### ACTIVITY 1
Decide whether each statement agrees with the text on NHS Redbridge's polysystems: (a) the polysystems replaced three practice based commissioning clusters in Spring 2009; (b) the community-led panels meet monthly with clinical directors; (c) the polysystems control all of the borough's £400m commissioning budget. Answer yes or no for each, quoting the deciding words of the text.
### ACTIVITY 2
Carry on the text about NHS Redbridge's polysystems, starting after its final sentence.

### DOCUMENT SEGMENT
NHS Redbridge replaced its three practice based commissioning clusters with five area based commissioning groups called polysystems in Spring 2009.
Under the model, clinical involvement in decision making has increased and members of the local community are linked into the decision making process through community panels.
Clinical directors are on track to deliver £4.6million efficiency savings across a wide range of areas including negotiating with acute providers to have some services provided in the community at reduced tariff prices. The experience of those involved is relevant to the development of GP commissioning consortia.
How it works
Each polysystem is managed by a board of local GPs which is responsible for commissioning services. A clinical director oversees the work of each polysystem, agreeing strategic direction and alignment with delivery and quality, innovation, productivity and prevention objectives through a PCT-wide Clinical Commissioning Board. Their objectives are to promote health and well-being within the community, maximise quality of life and independence for people with long term conditions and improve services for people with non-critical acute care needs. Five community-led panels meet bi-monthly with clinical directors to shape commissioning decisions. The polysystems now control most of the borough’s £400m commissioning budget.

### RECORDED DATA
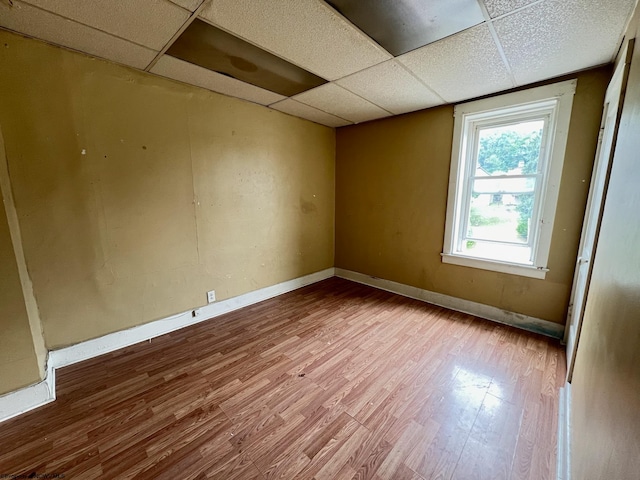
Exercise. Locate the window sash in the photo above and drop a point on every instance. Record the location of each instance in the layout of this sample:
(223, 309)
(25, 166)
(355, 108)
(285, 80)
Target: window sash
(500, 118)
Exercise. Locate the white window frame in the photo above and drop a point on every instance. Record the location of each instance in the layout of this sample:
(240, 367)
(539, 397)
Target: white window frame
(554, 102)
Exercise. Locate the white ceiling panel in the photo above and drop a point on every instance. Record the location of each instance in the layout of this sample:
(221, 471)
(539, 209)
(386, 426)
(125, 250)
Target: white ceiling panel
(308, 33)
(54, 29)
(337, 101)
(177, 69)
(501, 7)
(573, 35)
(462, 66)
(191, 5)
(301, 110)
(151, 23)
(390, 86)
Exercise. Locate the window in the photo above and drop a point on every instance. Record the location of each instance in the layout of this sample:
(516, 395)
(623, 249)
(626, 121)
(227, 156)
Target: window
(505, 173)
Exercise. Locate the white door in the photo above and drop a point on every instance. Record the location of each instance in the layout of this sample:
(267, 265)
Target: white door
(595, 205)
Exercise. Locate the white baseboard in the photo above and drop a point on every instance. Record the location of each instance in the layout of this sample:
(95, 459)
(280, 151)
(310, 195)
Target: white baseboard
(532, 324)
(563, 471)
(33, 396)
(21, 401)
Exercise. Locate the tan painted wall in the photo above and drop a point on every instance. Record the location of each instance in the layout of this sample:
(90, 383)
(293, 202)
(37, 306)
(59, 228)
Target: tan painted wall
(136, 195)
(391, 196)
(606, 380)
(18, 361)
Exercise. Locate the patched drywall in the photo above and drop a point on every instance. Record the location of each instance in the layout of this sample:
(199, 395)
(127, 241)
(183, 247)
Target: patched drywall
(18, 360)
(391, 197)
(135, 194)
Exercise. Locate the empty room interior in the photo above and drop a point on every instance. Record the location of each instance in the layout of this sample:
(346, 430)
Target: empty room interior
(297, 239)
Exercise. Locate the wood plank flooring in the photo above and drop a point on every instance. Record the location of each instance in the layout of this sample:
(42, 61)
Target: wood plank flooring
(333, 381)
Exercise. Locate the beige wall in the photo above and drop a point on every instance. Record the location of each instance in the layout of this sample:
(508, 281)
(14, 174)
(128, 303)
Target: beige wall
(18, 361)
(135, 195)
(606, 380)
(391, 195)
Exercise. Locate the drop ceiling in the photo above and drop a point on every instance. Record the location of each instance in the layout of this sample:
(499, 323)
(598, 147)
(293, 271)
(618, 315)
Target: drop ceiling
(341, 61)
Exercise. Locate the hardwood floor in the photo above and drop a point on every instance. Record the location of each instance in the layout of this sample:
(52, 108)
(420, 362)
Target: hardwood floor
(335, 380)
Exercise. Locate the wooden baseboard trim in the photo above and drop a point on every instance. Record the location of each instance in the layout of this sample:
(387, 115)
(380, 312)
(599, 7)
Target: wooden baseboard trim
(21, 401)
(563, 471)
(532, 324)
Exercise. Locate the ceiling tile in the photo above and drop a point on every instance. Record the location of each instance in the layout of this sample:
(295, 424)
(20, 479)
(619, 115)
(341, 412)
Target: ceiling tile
(574, 35)
(335, 100)
(194, 75)
(305, 32)
(500, 7)
(46, 26)
(301, 110)
(151, 23)
(460, 67)
(191, 5)
(392, 87)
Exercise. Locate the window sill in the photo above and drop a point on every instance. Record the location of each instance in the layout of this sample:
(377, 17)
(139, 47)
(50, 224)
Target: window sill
(503, 267)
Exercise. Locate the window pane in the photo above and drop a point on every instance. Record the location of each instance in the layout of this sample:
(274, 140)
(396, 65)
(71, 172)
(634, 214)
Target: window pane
(504, 185)
(512, 149)
(497, 251)
(499, 217)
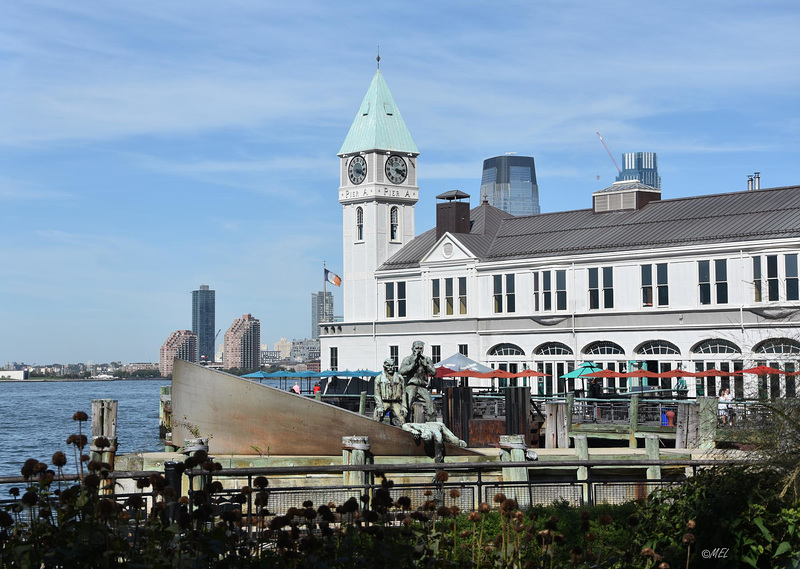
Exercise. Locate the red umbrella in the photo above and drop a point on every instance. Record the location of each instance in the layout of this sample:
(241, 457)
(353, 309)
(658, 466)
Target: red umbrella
(444, 372)
(640, 373)
(715, 373)
(762, 370)
(677, 373)
(496, 373)
(605, 373)
(532, 373)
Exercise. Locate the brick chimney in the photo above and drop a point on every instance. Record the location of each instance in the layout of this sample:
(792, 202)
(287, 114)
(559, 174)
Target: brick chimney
(452, 215)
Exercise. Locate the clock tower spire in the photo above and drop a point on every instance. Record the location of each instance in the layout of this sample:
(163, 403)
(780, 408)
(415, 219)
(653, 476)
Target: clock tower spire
(378, 191)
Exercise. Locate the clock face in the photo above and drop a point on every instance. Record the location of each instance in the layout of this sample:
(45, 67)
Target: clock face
(396, 169)
(357, 170)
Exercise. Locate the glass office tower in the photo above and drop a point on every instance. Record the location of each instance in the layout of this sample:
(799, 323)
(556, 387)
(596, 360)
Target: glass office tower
(203, 321)
(642, 166)
(509, 183)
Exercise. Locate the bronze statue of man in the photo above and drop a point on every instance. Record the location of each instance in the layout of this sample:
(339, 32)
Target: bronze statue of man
(389, 394)
(418, 370)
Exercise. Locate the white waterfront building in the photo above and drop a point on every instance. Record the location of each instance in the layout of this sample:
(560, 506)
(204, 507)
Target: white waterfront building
(632, 281)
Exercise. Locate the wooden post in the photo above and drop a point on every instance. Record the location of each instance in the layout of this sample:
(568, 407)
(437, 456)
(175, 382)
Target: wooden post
(355, 451)
(682, 424)
(104, 424)
(582, 453)
(165, 414)
(633, 415)
(556, 425)
(518, 412)
(512, 449)
(651, 443)
(457, 408)
(707, 421)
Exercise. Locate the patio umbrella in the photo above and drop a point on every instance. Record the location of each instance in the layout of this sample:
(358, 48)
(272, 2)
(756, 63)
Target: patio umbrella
(534, 373)
(717, 373)
(498, 373)
(640, 373)
(445, 372)
(762, 370)
(605, 373)
(676, 373)
(258, 375)
(460, 362)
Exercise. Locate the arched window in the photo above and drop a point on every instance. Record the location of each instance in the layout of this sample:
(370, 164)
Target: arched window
(656, 347)
(506, 350)
(778, 346)
(359, 224)
(394, 223)
(604, 348)
(553, 349)
(716, 346)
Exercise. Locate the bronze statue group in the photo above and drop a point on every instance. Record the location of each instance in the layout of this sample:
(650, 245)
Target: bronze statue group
(396, 391)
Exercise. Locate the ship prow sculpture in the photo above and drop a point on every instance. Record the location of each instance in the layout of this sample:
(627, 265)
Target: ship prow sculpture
(240, 416)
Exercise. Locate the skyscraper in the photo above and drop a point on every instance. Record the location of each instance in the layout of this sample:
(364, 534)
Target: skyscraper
(509, 183)
(642, 166)
(321, 311)
(181, 344)
(243, 343)
(203, 321)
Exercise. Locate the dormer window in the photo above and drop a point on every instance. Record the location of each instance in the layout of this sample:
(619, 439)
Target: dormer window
(394, 224)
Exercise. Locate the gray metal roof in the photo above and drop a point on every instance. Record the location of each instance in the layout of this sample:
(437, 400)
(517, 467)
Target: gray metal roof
(718, 218)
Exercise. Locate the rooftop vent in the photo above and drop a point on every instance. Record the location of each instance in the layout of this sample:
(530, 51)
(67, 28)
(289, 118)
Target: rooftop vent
(624, 195)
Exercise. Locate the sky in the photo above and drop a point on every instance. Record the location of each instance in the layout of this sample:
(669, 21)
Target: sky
(148, 147)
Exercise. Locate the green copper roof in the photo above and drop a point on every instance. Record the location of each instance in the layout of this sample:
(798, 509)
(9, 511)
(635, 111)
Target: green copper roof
(378, 124)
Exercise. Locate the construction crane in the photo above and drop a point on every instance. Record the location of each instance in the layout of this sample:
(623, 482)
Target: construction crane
(609, 153)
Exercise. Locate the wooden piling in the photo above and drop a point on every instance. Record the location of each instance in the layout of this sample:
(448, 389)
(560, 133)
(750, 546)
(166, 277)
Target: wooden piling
(582, 453)
(633, 415)
(104, 424)
(165, 415)
(355, 451)
(512, 449)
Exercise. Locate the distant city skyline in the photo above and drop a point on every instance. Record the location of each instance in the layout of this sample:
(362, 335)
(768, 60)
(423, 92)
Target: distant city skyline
(642, 166)
(150, 147)
(203, 322)
(509, 183)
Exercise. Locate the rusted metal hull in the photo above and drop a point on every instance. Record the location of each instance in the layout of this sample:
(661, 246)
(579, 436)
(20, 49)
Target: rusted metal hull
(243, 417)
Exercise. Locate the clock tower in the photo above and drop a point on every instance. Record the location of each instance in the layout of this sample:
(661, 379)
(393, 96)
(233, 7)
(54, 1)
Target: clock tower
(378, 190)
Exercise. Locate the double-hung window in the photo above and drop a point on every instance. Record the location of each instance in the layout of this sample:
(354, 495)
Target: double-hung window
(504, 295)
(767, 284)
(712, 277)
(601, 288)
(396, 300)
(661, 282)
(450, 304)
(550, 290)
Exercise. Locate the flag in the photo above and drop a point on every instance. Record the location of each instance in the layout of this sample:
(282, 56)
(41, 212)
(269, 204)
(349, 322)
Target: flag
(333, 278)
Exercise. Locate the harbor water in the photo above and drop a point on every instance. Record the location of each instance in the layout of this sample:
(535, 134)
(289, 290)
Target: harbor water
(36, 418)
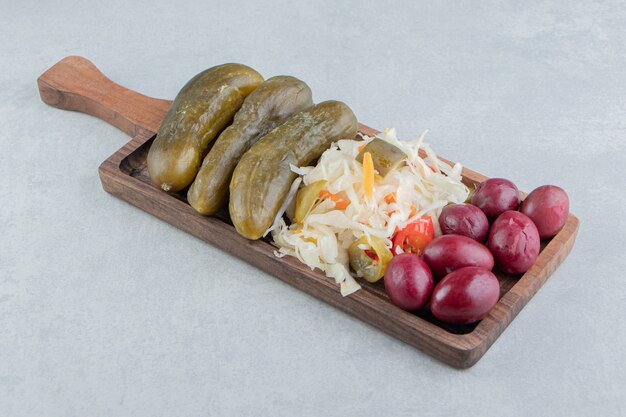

### RESPONSE 1
(a) Yes: "NHS Redbridge replaced its three practice based commissioning clusters with five area based commissioning groups called polysystems in Spring 2009."
(b) No: "Five community-led panels meet bi-monthly with clinical directors to shape commissioning decisions."
(c) No: "The polysystems now control most of the borough’s £400m commissioning budget."

### RESPONSE 2
NHS Redbridge has worked with a software company to develop an advanced risk stratification and information management system that supports and informs the work of the polysystems.
What has it achieved?
To date, clinical directors are on track to deliver £4.6million efficiency savings through reductions in outpatient visits, medicines management, full utilisation of independent sector treatment centre contracts, negotiation of out-of-hospital contracts with acute providers at reduced tariff prices, new out-of-hospital contracts with new providers for assessment services and a reduction in emergency care activity.
Child immunisation and breastfeeding rates are up 10% on last year, 2,500 patients with a high risk life-long condition have had their use of secondary care mapped to provide more effective care and there is more effective referral management for first time outpatient appointments. London’s first purpose-built polyclinic has attracted more than 1,000 new patients, also accommodating up to 300 outpatient appointments a week.
NHS Redbridge believes the polysystem scheme can offer clear lessons for the implementation of coalition commissioning policy:
- Commissioning, or rather investment decision-making, happens at many levels.
- It is essential to understand what good care looks like at a practice level and how we agree the standards and measures that will deliver this for individual patients.
- A locality or polysystem focus is critical to bring together and manage a federated primary care workforce, with a geographical focus to improve out of hospital and primary care delivery. In Redbridge, a 50-70,000 population was felt to be about the right size for this – the workforce together commit to the standards of care.
- System leaders can then come together at a higher level to manage hospital commissioning risks and consider how whole journeys of care are transacted across the healthcare system with a focus on types of care for populations rather than individuals.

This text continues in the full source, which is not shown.